____ MATERIAL SHOWN
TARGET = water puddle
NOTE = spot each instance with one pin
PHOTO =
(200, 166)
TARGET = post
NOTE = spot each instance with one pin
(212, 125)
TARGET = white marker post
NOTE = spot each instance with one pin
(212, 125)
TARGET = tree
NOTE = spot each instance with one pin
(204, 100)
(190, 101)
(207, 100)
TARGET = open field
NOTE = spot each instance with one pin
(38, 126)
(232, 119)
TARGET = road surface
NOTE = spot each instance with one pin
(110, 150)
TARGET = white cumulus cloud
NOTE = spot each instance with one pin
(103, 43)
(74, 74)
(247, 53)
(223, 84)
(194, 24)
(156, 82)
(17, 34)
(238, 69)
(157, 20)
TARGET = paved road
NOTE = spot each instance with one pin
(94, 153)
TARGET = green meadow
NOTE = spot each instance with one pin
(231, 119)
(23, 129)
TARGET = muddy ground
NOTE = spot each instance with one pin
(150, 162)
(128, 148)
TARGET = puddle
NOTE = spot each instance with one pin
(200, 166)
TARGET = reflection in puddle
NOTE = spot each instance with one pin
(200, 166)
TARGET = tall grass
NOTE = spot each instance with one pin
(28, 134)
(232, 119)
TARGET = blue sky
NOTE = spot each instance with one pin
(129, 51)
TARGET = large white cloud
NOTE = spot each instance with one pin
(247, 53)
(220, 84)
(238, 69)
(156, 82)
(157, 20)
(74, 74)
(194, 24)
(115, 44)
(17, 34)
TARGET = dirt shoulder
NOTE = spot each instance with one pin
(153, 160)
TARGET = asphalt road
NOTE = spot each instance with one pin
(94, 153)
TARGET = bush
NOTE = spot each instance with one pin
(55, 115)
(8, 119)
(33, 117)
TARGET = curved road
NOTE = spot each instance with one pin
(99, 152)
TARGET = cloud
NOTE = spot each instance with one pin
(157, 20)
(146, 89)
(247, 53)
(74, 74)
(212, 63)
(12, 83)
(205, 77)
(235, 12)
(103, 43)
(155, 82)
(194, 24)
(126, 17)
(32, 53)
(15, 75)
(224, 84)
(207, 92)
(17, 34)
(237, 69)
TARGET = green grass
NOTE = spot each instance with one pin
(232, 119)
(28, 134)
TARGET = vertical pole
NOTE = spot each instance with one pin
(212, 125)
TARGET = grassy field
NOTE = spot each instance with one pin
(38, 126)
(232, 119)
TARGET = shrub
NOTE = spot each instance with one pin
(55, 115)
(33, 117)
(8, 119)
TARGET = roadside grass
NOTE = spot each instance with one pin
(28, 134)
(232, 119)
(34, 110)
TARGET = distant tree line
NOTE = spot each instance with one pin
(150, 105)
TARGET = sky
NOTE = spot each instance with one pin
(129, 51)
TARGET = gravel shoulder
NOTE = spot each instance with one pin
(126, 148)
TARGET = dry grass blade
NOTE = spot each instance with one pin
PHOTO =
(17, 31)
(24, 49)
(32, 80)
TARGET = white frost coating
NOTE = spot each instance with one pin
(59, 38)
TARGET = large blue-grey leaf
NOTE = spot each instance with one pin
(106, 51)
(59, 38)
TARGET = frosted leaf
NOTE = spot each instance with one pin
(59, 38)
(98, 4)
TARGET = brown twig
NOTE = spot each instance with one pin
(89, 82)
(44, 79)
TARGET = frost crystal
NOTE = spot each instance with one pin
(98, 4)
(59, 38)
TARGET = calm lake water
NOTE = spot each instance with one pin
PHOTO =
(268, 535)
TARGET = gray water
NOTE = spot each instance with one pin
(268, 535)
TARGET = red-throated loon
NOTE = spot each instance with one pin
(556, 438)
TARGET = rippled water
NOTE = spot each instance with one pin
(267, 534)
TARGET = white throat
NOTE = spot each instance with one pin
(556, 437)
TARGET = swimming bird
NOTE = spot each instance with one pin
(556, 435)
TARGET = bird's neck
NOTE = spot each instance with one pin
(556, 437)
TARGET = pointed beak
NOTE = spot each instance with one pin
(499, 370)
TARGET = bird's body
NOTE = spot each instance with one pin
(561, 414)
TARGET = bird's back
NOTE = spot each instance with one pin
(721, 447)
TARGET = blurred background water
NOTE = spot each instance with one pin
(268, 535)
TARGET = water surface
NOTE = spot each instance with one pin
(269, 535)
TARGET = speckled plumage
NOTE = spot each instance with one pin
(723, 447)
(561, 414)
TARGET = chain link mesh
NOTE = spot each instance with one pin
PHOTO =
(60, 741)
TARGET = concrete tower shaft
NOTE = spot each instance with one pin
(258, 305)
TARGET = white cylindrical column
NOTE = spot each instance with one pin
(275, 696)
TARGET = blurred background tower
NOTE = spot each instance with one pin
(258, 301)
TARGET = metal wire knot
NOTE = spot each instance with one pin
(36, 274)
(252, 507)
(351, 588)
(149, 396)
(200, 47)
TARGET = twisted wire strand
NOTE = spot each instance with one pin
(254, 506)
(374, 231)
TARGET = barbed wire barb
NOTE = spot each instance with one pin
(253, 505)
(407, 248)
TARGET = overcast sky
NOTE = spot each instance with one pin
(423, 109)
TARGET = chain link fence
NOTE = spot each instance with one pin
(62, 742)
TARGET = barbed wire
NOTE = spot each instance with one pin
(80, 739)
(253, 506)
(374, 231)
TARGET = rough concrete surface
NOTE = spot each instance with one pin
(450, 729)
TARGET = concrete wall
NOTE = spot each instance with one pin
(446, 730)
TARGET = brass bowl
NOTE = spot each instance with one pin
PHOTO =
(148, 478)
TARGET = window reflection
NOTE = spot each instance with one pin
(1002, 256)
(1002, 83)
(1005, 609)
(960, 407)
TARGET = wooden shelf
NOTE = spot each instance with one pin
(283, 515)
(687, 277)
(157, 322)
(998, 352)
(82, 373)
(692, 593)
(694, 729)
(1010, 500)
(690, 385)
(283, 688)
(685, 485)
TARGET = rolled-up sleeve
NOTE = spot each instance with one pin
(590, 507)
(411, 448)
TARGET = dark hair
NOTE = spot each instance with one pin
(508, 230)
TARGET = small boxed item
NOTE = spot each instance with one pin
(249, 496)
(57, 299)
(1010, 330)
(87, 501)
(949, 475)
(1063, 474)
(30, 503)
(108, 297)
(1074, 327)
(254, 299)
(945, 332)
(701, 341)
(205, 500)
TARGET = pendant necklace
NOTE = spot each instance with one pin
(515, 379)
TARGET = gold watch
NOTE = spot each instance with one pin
________
EXERCISE AIM: Set down the lines of the listing above verbatim, first line through the line containing "TARGET = bush", inclusive; add no other lines.

THE ANSWER:
TARGET = water puddle
NOTE = spot each instance with one pin
PHOTO =
(200, 166)
TARGET = post
NOTE = spot each instance with one pin
(212, 125)
TARGET = white marker post
NOTE = spot each instance with one pin
(212, 125)
TARGET = tree
NOTE = spot each instance with one pin
(204, 100)
(190, 101)
(207, 100)
TARGET = open field
NOTE = spot each instance with one pin
(38, 126)
(232, 119)
TARGET = road surface
NOTE = spot each instance with one pin
(110, 150)
TARGET = white cumulus cloud
NOTE = spot each instance with one pin
(103, 43)
(74, 74)
(247, 53)
(223, 84)
(194, 24)
(156, 82)
(17, 34)
(238, 69)
(157, 20)
TARGET = paved road
NOTE = spot each instance with one pin
(94, 153)
TARGET = green meadow
NOTE = spot each instance with one pin
(231, 119)
(23, 129)
TARGET = muddy ground
NOTE = spot each instance with one pin
(150, 162)
(128, 148)
TARGET = puddle
NOTE = spot each instance with one pin
(200, 166)
TARGET = reflection in puddle
NOTE = spot each instance with one pin
(200, 166)
TARGET = tall grass
NOTE = spot each instance with one pin
(28, 134)
(232, 119)
TARGET = blue sky
NOTE = spot each instance with one pin
(129, 51)
TARGET = large white cloud
NOTE = spot each instance with one pin
(247, 53)
(220, 84)
(238, 69)
(156, 82)
(157, 20)
(74, 74)
(194, 24)
(115, 44)
(17, 34)
TARGET = dirt shoulder
NOTE = spot each instance with one pin
(153, 160)
TARGET = asphalt road
NOTE = spot each instance with one pin
(94, 153)
TARGET = bush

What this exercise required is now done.